Texte de la page =
▬▬▬
La réunion de Camp David entre le président Obama et les monarchies du Golfe et le sommet de Riyad du Conseil de Coopération sont intervenus dans un contexte de subversion islamiste qui commence à inquiéter le monde occidental, d’une confrontation accrue avec l’ « arc chiite » et d’un affaiblissement stratégique des monarchies du Golfe du fait de la désormais autosuffisance américaine en pétrole.

1/ La perspective d’accord sur le nucléaire iranien qui va se traduire par la fin de l’isolement du régime iranien (voir mon article sur ce blog du 5 avril : « accord nucléaire avec l’Iran ») inquiète les monarchies du Golfe (Arabie saoudite, Qatar, Koweït, Bahreïn, Emirats arabes unis et Oman).

C’est pour exprimer leur mauvaise humeur vis-à-vis de Washington que le Conseil de Coopération des pays du Golfe a invité le président français, le plus anti iranien des chefs d’Etat occidentaux, à participer à sa réunion de Riyad le 5 mai. La même mauvaise humeur s’est traduite par une participation à la réunion de Camp David (une quasi convocation) à un niveau relativement subalterne : seul deux émirs, dont celui du Qatar, étaient présents alors le roi Salman d’Arabie saoudite était représenté par le prince héritier.

2/ Depuis 1945, les Etats-Unis et l’Arabie saoudite sont liés par un accord stratégique : les Etats-Unis « protègent » la monarchie wahhabite en échange de leur approvisionnement pétrolier et de l’engagement saoudien, dans un contexte de guerre froide, contre les alliés de l’URSS (les pays laïcs : Egypte de Nasser, Algérie, Syrie, Irak, Libye). Dans le « deal », il y avait aussi l’acceptation par Washington du régime wahhabite de Riyad sur les violations des droits de l’homme duquel les Etats-Unis ferment les yeux (alors qu’ils dénonceront les violations partout ailleurs, à commencer par l’Iran islamique) mais aussi l’engagement tacite du régime wahhabite de ne pas participer directement aux guerres arabes contre Israël.
▬▬▬
Données affichées =
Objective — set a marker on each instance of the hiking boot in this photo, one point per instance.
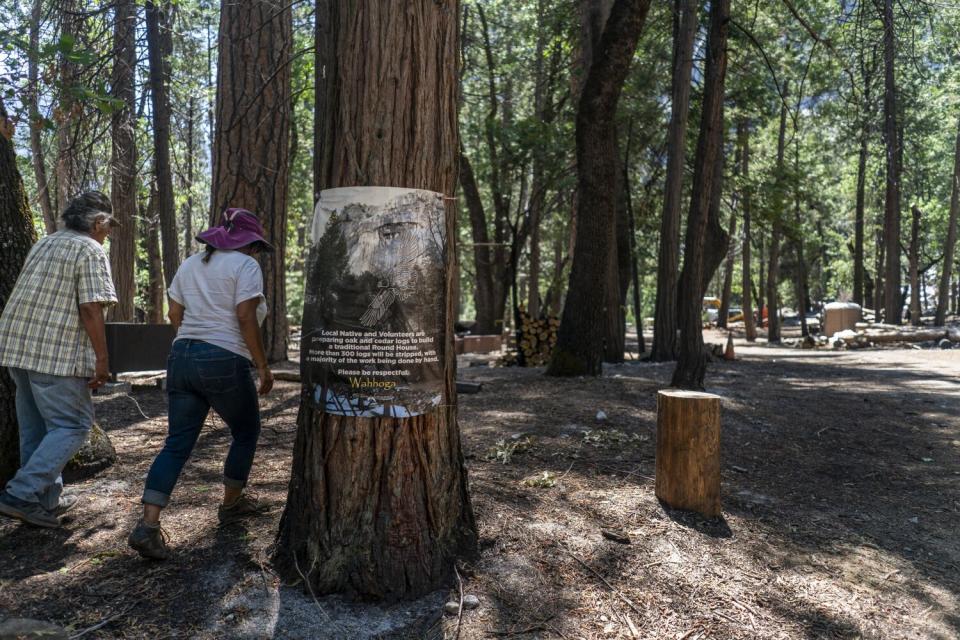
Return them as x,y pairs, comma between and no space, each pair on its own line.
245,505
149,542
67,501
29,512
▬▬▬
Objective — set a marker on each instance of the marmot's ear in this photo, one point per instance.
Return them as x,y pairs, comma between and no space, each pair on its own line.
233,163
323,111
▬▬▬
Poursuivez le texte sur les monarchies du Golfe et leurs relations avec Washington, en reprenant juste après sa dernière phrase. Les enregistrements n'ont aucun rapport avec le texte.

Cet accord stratégique, étendu aux autres monarchies arabes (y compris le Maroc), a bien fonctionné jusqu’à une date récente. L’Iran était l’ennemi, de même que tous les régimes laïques, éliminés les uns après les autres (Irak, Libye, menaces sur la Syrie) ou aux orientations radicalement changées (reconnaissance d’Israël par l’Egypte en échange d’une aide américaine importante). La fin de l’URSS a renforcé la suprématie américaine dans la région.

Le pétrole a continué à alimenter les Etats-Unis ; la hausse de son prix a autant profité aux grands « majors » américains qu’aux pays de l’OPEP ; l’Arabie saoudite et les autres monarchies ont participé aux deux guerres du Golfe, un peu directement et surtout beaucoup indirectement en permettant aux troupes américaines de se servir des bases que Washington avait installées dans ces pays pour envahir l’Irak.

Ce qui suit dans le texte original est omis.